What to work on:
Recast the listing below as a Markdown table with two columns, Row and Line, giving each line its row number and omitting blank lines.

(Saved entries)
begin

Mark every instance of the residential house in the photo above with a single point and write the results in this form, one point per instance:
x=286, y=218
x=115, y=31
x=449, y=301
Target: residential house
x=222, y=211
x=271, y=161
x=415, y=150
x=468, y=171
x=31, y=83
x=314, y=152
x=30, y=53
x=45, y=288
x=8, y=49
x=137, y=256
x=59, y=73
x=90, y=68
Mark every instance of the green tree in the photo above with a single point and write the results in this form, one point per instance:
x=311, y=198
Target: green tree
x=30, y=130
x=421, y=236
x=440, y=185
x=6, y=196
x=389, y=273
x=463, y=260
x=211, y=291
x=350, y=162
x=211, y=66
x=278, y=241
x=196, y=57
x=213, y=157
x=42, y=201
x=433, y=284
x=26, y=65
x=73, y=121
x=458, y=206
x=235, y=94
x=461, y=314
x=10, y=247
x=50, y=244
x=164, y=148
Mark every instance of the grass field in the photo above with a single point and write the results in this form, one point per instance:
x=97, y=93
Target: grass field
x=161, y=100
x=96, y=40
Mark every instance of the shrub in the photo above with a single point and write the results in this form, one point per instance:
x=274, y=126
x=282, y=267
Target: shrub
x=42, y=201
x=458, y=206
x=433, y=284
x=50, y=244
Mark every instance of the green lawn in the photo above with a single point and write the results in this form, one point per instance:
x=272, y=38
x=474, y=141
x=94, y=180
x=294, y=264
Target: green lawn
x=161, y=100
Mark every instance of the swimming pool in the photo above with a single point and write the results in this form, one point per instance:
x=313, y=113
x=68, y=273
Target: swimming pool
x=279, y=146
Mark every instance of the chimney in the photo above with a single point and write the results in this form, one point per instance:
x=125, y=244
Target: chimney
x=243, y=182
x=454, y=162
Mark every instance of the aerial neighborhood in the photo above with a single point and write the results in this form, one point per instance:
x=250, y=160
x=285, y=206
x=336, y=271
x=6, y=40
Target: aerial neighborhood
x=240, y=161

end

Solution to this task:
| Row | Line |
|---|---|
| 1 | Mark every instance of the residential house in the photo above with a single point and write the results in this form, one point per instance: |
| 2 | x=286, y=218 |
| 3 | x=115, y=31 |
| 4 | x=449, y=301 |
| 5 | Target: residential house |
| 6 | x=222, y=211 |
| 7 | x=271, y=161 |
| 8 | x=415, y=150 |
| 9 | x=468, y=171 |
| 10 | x=31, y=83 |
| 11 | x=314, y=152 |
| 12 | x=30, y=53 |
| 13 | x=45, y=288 |
| 14 | x=8, y=49 |
| 15 | x=137, y=256 |
| 16 | x=59, y=73 |
| 17 | x=90, y=68 |
| 18 | Mark every instance of the green tree in the photo above with a single point and write the results in this form, one point per instance: |
| 19 | x=311, y=198 |
| 20 | Target: green tree |
| 21 | x=30, y=130 |
| 22 | x=421, y=236 |
| 23 | x=440, y=185 |
| 24 | x=6, y=196 |
| 25 | x=389, y=273 |
| 26 | x=463, y=260 |
| 27 | x=211, y=291 |
| 28 | x=350, y=162 |
| 29 | x=211, y=66 |
| 30 | x=278, y=241 |
| 31 | x=196, y=57 |
| 32 | x=213, y=157 |
| 33 | x=42, y=201 |
| 34 | x=433, y=284 |
| 35 | x=26, y=65 |
| 36 | x=73, y=121 |
| 37 | x=458, y=206 |
| 38 | x=235, y=94 |
| 39 | x=461, y=314 |
| 40 | x=10, y=247 |
| 41 | x=50, y=244 |
| 42 | x=164, y=148 |
| 43 | Mark every instance of the grass field in the photo above with a single point and write the results in this form, one point per instance: |
| 44 | x=97, y=93 |
| 45 | Target: grass field |
| 46 | x=161, y=100 |
| 47 | x=96, y=40 |
| 48 | Mark every instance of the shrub in the photo above with a single point and write the results in this form, one point per instance: |
| 49 | x=274, y=126 |
| 50 | x=282, y=267 |
| 51 | Target: shrub |
| 52 | x=42, y=201 |
| 53 | x=458, y=206 |
| 54 | x=433, y=284 |
| 55 | x=50, y=244 |
| 56 | Mark every instance of the green lawn in the photo above with a single point and write the results in this form, one point per instance: |
| 57 | x=272, y=38 |
| 58 | x=474, y=141 |
| 59 | x=94, y=180 |
| 60 | x=294, y=264 |
| 61 | Target: green lawn |
| 62 | x=161, y=100 |
| 63 | Mark every instance of the swimming pool in the photo above with a single point and write the results in this form, one point per instance: |
| 64 | x=313, y=113 |
| 65 | x=68, y=273 |
| 66 | Target: swimming pool |
| 67 | x=279, y=146 |
| 68 | Mark every instance of the chimney in the photo above with a single point and write the results in this form, one point per instance: |
| 69 | x=125, y=244 |
| 70 | Target: chimney |
| 71 | x=243, y=182 |
| 72 | x=454, y=162 |
| 73 | Mark every instance of the aerial neighborhood in the photo above with a single point and write the results in this form, one point per instance: |
| 74 | x=250, y=160 |
| 75 | x=285, y=206 |
| 76 | x=336, y=271 |
| 77 | x=6, y=40 |
| 78 | Target: aerial neighborhood |
| 79 | x=240, y=161 |